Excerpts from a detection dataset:
--

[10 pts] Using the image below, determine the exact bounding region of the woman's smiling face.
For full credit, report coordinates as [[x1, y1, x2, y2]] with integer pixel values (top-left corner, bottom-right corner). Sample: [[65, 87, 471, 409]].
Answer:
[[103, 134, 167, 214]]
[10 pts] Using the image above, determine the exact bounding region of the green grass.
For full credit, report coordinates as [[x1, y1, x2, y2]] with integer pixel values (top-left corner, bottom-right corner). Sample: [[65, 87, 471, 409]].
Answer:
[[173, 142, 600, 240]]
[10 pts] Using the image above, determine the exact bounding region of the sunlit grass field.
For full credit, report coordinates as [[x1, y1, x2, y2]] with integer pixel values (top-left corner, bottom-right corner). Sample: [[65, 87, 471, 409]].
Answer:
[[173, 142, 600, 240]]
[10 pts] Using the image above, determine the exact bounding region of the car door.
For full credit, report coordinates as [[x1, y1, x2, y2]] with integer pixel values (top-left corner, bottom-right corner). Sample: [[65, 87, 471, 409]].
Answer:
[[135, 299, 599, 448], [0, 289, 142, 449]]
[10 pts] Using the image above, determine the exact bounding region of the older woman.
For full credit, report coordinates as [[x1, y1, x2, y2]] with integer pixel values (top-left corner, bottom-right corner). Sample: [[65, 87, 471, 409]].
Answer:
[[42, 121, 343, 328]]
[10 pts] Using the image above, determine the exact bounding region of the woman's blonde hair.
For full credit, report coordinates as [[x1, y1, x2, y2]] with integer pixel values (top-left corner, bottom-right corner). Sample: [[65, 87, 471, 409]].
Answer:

--

_Task goal_: Copy out the stretch from the line containing "the older woman." through the line containing "[[42, 121, 343, 328]]", including the request, and resize only the bounding-box coordinates in the answer by multiplying each by 0.3 and rounding to whole numbers, halves up. Leave the sample coordinates in the request unchanged.

_Task response_:
[10 pts] Using the image above, determine the exact bounding region of the older woman.
For full credit, report coordinates as [[x1, y1, x2, y2]] with integer pixel values (top-left corner, bottom-right corner). Sample: [[65, 87, 471, 409]].
Answer:
[[13, 36, 103, 98]]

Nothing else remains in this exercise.